How to complete this task: Reproduce verbatim the lines of the material below, starting at the line with "column 196, row 179" and ending at the line with "column 354, row 209", both inclusive; skip the rest.

Data for review:
──────
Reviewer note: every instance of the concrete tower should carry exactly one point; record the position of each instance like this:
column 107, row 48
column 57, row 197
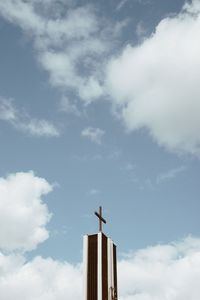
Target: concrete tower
column 100, row 265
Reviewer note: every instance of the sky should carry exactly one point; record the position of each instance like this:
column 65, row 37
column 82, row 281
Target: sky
column 99, row 105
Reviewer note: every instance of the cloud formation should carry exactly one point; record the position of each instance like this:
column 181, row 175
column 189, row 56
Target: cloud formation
column 93, row 134
column 155, row 85
column 71, row 42
column 170, row 271
column 23, row 214
column 23, row 122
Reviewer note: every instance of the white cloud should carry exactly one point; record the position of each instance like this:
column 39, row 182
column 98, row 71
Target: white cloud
column 23, row 214
column 93, row 134
column 162, row 272
column 71, row 41
column 23, row 122
column 170, row 271
column 39, row 279
column 170, row 174
column 155, row 85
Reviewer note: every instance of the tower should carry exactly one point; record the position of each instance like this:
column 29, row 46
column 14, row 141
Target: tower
column 100, row 265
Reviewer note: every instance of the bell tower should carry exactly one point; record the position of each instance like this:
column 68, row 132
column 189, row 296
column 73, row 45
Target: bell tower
column 100, row 265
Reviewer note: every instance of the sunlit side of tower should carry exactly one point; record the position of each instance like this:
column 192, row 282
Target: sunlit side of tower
column 100, row 266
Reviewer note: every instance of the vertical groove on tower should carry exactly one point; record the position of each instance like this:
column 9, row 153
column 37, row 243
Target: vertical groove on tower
column 92, row 268
column 104, row 268
column 115, row 269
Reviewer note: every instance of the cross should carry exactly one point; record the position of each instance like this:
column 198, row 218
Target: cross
column 101, row 219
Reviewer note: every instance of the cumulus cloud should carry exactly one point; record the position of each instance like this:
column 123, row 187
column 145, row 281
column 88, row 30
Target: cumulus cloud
column 93, row 134
column 170, row 174
column 23, row 122
column 162, row 272
column 71, row 41
column 155, row 85
column 39, row 279
column 170, row 271
column 23, row 214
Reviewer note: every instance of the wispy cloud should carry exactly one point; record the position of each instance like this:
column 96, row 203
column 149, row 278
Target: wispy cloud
column 148, row 86
column 71, row 42
column 93, row 134
column 23, row 122
column 121, row 4
column 170, row 174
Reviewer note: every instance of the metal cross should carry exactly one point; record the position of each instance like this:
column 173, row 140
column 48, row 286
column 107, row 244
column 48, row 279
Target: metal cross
column 101, row 219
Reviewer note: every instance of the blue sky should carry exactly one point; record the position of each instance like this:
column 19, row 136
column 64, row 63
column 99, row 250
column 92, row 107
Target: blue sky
column 99, row 105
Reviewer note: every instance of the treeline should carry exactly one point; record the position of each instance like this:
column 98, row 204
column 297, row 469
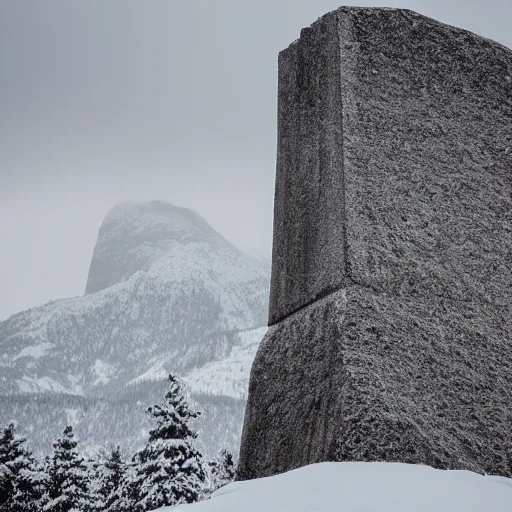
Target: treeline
column 168, row 470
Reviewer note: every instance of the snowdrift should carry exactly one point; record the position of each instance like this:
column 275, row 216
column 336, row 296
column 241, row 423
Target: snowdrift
column 362, row 487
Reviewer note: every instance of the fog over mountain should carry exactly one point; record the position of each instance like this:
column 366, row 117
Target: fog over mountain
column 165, row 293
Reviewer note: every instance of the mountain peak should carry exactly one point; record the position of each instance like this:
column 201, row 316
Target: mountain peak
column 134, row 234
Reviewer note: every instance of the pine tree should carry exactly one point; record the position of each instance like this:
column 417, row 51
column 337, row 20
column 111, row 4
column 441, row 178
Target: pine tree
column 107, row 477
column 21, row 481
column 169, row 470
column 67, row 476
column 221, row 470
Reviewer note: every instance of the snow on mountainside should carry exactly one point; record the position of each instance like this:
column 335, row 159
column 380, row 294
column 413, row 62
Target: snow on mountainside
column 228, row 376
column 362, row 487
column 165, row 293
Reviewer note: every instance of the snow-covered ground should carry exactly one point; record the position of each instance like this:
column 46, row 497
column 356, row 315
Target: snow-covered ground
column 362, row 487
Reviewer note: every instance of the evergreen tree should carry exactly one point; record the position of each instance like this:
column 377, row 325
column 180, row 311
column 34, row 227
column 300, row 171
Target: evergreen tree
column 107, row 476
column 67, row 476
column 21, row 480
column 169, row 470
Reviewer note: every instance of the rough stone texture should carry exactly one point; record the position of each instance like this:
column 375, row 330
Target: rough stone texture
column 391, row 281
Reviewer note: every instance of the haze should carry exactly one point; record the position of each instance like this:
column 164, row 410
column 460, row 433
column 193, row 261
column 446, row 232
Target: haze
column 102, row 101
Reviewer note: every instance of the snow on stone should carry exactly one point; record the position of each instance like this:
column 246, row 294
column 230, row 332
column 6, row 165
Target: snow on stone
column 362, row 487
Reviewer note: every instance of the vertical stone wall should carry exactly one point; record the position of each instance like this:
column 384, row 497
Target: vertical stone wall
column 391, row 286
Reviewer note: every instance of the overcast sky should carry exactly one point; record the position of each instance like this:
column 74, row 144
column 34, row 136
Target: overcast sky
column 102, row 101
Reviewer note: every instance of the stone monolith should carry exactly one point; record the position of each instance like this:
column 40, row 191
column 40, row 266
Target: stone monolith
column 390, row 326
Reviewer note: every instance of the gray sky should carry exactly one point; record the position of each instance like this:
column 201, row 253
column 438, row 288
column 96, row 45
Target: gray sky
column 102, row 101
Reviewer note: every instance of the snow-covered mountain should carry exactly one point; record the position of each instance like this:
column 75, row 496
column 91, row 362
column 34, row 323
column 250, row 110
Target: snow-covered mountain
column 362, row 487
column 165, row 293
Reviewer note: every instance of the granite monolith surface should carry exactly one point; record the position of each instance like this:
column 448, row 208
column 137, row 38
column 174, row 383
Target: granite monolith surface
column 390, row 326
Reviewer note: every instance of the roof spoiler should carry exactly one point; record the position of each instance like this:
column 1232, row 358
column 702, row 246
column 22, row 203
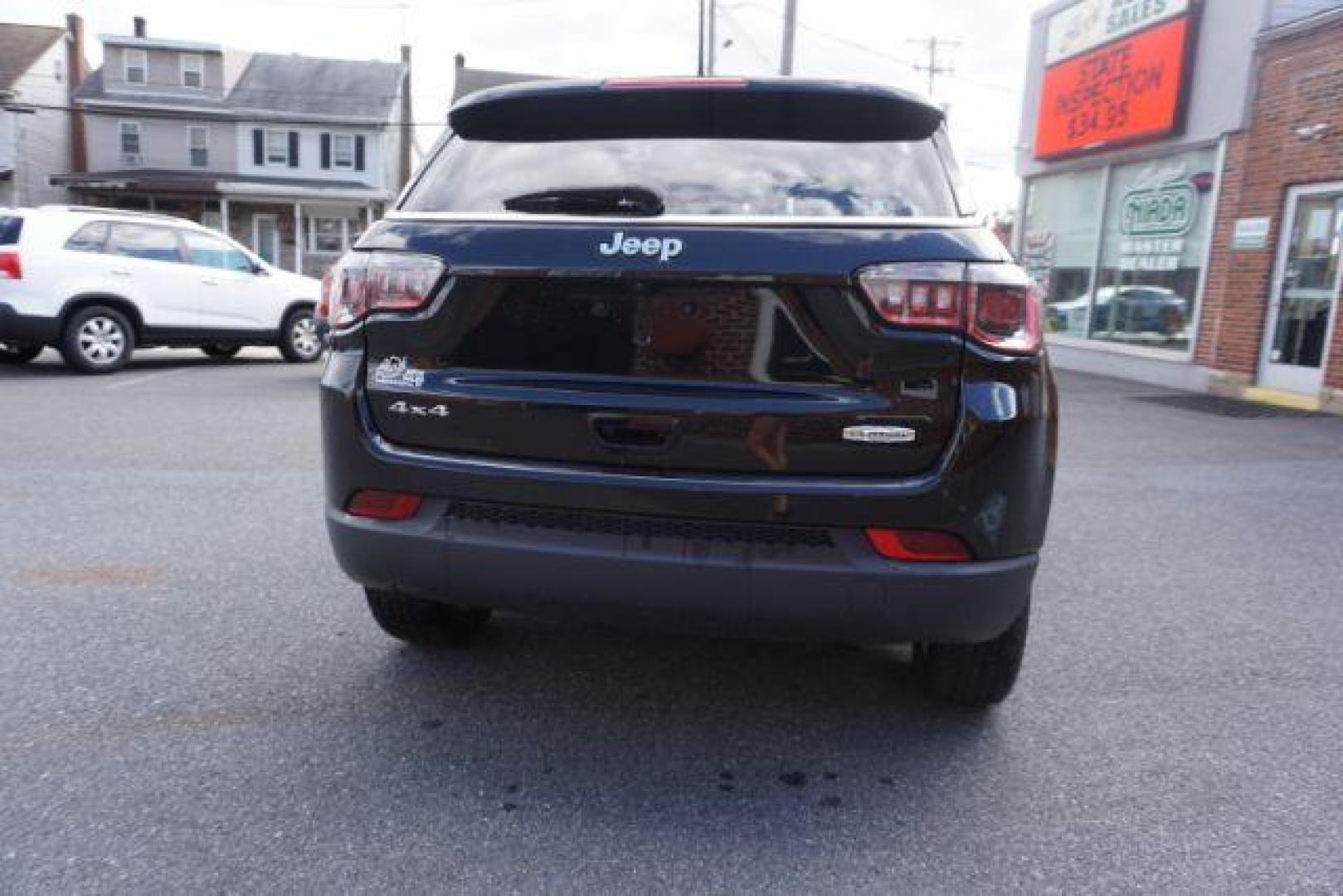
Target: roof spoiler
column 689, row 108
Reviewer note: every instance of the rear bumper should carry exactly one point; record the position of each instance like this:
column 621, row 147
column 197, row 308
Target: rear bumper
column 993, row 489
column 815, row 592
column 27, row 328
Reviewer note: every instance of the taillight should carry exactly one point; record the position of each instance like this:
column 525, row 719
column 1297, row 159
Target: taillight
column 373, row 504
column 366, row 282
column 919, row 546
column 994, row 304
column 1004, row 308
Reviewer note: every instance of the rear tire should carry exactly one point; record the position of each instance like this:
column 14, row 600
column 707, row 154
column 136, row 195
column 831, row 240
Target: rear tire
column 425, row 622
column 97, row 340
column 17, row 353
column 972, row 674
column 299, row 342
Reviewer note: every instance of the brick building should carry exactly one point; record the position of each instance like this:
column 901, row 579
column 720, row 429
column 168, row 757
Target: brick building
column 1271, row 304
column 1166, row 147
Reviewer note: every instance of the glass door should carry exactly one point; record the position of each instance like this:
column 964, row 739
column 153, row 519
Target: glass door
column 1306, row 292
column 266, row 238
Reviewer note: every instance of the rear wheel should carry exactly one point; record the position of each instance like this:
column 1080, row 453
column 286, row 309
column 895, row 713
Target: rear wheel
column 425, row 622
column 17, row 353
column 972, row 674
column 97, row 340
column 299, row 342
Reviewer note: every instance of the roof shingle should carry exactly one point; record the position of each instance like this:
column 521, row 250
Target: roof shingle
column 21, row 46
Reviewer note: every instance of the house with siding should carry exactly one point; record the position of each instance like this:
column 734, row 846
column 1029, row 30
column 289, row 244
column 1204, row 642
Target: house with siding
column 39, row 67
column 293, row 156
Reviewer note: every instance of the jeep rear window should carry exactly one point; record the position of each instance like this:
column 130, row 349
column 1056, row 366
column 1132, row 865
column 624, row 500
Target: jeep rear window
column 698, row 176
column 11, row 226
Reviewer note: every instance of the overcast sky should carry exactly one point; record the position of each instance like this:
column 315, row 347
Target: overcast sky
column 876, row 41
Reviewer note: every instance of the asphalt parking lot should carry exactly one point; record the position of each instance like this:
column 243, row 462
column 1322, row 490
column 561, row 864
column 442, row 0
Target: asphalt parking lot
column 193, row 699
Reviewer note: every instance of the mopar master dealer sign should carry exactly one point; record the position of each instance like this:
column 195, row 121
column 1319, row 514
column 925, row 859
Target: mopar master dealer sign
column 1117, row 71
column 1152, row 223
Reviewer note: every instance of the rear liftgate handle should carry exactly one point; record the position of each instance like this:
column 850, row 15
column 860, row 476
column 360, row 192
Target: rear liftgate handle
column 634, row 433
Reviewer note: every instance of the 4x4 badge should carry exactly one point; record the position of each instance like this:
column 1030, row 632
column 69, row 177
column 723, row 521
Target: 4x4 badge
column 880, row 434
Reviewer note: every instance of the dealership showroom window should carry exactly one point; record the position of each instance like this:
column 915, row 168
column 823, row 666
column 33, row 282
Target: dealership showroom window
column 1151, row 230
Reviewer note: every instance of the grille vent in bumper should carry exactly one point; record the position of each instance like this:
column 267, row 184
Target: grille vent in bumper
column 624, row 524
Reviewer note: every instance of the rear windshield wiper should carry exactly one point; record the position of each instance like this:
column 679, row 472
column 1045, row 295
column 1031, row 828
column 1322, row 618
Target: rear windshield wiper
column 588, row 201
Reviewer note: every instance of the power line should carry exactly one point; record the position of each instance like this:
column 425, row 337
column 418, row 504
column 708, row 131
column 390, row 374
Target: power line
column 22, row 108
column 744, row 34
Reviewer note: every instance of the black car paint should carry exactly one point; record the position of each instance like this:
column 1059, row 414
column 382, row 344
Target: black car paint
column 989, row 480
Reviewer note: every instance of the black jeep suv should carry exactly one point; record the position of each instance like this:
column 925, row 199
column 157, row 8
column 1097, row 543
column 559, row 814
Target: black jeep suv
column 712, row 353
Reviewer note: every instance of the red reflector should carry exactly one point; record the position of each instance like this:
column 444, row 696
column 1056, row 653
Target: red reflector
column 373, row 504
column 10, row 266
column 919, row 546
column 644, row 84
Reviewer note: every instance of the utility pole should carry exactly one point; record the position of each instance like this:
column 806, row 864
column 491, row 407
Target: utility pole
column 698, row 67
column 934, row 67
column 712, row 51
column 790, row 28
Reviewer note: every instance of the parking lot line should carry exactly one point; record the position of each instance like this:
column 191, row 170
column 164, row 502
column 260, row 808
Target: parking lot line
column 137, row 381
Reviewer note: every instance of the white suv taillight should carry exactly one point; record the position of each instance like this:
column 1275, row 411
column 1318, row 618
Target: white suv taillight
column 377, row 281
column 993, row 304
column 10, row 266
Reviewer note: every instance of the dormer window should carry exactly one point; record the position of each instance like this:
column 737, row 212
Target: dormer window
column 136, row 66
column 343, row 152
column 192, row 71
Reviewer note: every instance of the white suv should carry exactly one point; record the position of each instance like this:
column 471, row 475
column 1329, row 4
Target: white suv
column 98, row 282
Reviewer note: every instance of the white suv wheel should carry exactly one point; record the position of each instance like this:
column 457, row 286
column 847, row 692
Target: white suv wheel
column 102, row 340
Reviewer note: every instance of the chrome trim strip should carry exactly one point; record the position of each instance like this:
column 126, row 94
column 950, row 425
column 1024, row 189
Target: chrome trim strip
column 572, row 475
column 684, row 221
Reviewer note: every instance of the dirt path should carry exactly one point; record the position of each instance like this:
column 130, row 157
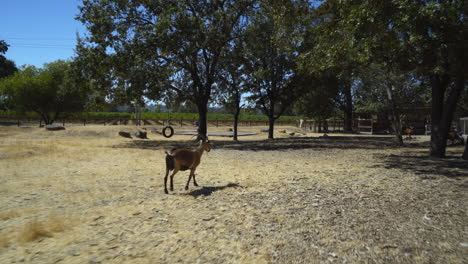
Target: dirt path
column 85, row 195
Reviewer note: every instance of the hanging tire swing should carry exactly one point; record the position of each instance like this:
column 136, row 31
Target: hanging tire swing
column 168, row 131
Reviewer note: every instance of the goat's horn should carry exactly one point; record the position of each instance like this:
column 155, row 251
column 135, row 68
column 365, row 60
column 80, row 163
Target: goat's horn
column 203, row 137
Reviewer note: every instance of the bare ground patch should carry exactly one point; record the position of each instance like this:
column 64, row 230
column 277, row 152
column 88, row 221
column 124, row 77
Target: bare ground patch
column 99, row 198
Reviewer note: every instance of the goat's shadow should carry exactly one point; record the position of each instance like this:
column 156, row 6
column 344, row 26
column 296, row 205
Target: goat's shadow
column 209, row 190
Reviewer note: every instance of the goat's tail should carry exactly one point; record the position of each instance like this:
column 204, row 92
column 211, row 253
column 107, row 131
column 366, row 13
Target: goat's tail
column 169, row 161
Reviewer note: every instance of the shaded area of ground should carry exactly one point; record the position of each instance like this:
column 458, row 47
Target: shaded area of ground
column 421, row 164
column 293, row 143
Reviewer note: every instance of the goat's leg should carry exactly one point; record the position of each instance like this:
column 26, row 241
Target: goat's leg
column 194, row 181
column 165, row 181
column 172, row 179
column 190, row 177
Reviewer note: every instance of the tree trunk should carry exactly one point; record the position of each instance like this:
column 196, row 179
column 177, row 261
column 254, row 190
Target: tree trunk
column 465, row 153
column 202, row 118
column 271, row 125
column 236, row 120
column 395, row 116
column 348, row 109
column 442, row 114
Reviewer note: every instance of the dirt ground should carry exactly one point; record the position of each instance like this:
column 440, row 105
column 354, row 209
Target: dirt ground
column 87, row 195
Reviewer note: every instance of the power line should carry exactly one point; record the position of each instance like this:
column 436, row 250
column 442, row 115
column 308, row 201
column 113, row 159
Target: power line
column 43, row 46
column 26, row 38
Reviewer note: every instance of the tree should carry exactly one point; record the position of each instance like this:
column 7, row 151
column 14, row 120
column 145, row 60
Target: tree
column 7, row 67
column 233, row 83
column 182, row 40
column 428, row 37
column 49, row 91
column 390, row 93
column 273, row 37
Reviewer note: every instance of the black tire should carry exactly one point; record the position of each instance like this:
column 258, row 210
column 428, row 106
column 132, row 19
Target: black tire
column 171, row 131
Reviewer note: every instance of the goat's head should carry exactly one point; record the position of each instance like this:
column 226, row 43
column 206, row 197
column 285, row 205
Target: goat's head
column 204, row 142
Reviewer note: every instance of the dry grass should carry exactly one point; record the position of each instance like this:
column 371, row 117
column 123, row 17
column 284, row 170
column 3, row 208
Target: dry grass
column 87, row 195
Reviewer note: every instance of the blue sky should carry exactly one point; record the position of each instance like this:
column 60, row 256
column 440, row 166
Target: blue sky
column 39, row 31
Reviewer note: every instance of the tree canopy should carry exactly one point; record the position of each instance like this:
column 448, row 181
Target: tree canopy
column 48, row 91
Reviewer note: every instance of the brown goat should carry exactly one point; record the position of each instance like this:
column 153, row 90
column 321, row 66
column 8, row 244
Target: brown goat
column 184, row 159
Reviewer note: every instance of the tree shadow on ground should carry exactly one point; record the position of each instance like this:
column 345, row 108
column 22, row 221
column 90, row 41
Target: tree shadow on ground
column 293, row 143
column 209, row 190
column 425, row 166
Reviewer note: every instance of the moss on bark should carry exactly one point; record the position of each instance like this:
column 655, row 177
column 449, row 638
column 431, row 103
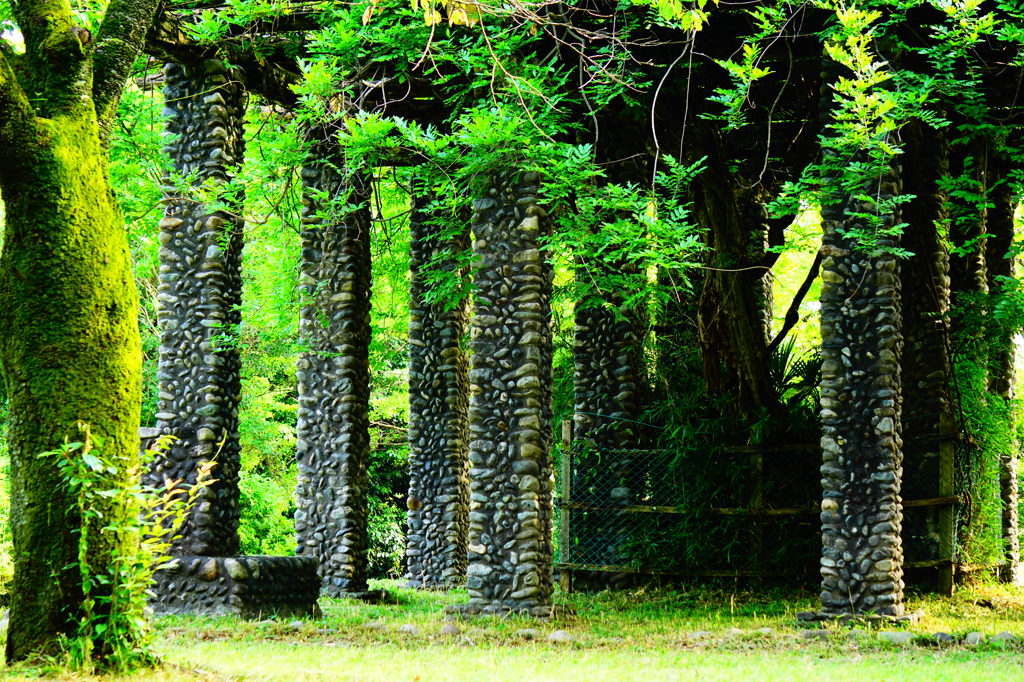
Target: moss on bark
column 70, row 350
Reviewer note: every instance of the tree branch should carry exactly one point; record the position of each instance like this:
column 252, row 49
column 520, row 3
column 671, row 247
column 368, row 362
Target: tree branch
column 793, row 314
column 168, row 41
column 17, row 122
column 56, row 55
column 119, row 41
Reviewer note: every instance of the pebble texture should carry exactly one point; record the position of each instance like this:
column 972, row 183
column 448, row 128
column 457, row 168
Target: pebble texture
column 333, row 431
column 438, row 390
column 510, row 554
column 250, row 587
column 608, row 386
column 862, row 556
column 199, row 297
column 926, row 366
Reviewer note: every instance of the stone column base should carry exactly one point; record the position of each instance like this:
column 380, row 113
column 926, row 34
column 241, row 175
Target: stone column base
column 867, row 619
column 251, row 587
column 542, row 611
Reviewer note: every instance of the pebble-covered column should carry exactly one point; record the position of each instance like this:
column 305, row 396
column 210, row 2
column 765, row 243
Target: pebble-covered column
column 199, row 297
column 926, row 365
column 862, row 555
column 608, row 376
column 438, row 395
column 510, row 556
column 608, row 390
column 333, row 431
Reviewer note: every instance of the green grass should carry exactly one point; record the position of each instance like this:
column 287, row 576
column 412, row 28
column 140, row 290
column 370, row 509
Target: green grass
column 646, row 634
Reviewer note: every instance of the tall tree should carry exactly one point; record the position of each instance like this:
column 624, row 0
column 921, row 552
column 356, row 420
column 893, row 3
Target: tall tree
column 69, row 334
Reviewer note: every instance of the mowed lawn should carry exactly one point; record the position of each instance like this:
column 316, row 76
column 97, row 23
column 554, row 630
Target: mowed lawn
column 701, row 633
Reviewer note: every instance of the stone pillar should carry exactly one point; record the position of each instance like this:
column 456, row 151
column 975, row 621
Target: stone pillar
column 510, row 553
column 608, row 377
column 199, row 297
column 926, row 365
column 438, row 393
column 200, row 380
column 862, row 555
column 333, row 431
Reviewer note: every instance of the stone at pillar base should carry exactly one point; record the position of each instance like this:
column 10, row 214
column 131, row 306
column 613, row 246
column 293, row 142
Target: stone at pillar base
column 250, row 587
column 545, row 612
column 368, row 596
column 866, row 619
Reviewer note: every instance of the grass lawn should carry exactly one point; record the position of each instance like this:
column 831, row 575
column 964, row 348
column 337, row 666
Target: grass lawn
column 648, row 634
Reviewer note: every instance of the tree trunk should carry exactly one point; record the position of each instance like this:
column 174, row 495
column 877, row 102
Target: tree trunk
column 70, row 350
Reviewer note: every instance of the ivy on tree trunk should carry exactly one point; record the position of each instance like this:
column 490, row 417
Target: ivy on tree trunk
column 70, row 345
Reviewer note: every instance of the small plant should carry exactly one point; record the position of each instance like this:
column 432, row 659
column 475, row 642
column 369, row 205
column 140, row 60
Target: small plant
column 118, row 554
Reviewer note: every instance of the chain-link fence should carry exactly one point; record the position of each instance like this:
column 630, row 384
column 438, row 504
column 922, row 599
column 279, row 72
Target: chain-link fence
column 730, row 511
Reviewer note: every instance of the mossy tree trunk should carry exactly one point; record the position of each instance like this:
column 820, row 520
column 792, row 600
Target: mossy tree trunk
column 69, row 336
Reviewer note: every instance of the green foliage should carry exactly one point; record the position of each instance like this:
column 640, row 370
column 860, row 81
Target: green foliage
column 117, row 555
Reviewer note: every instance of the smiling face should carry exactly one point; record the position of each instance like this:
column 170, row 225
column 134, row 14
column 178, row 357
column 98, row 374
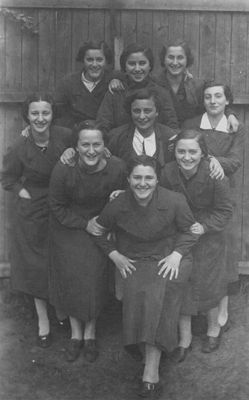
──────
Answer box:
column 196, row 179
column 177, row 261
column 254, row 190
Target: tree trunk
column 465, row 153
column 202, row 118
column 271, row 125
column 236, row 120
column 395, row 116
column 348, row 109
column 442, row 114
Reviewer note: every instance of the dirt ground should carry exactly one point; record the position of each instance like this:
column 440, row 105
column 354, row 209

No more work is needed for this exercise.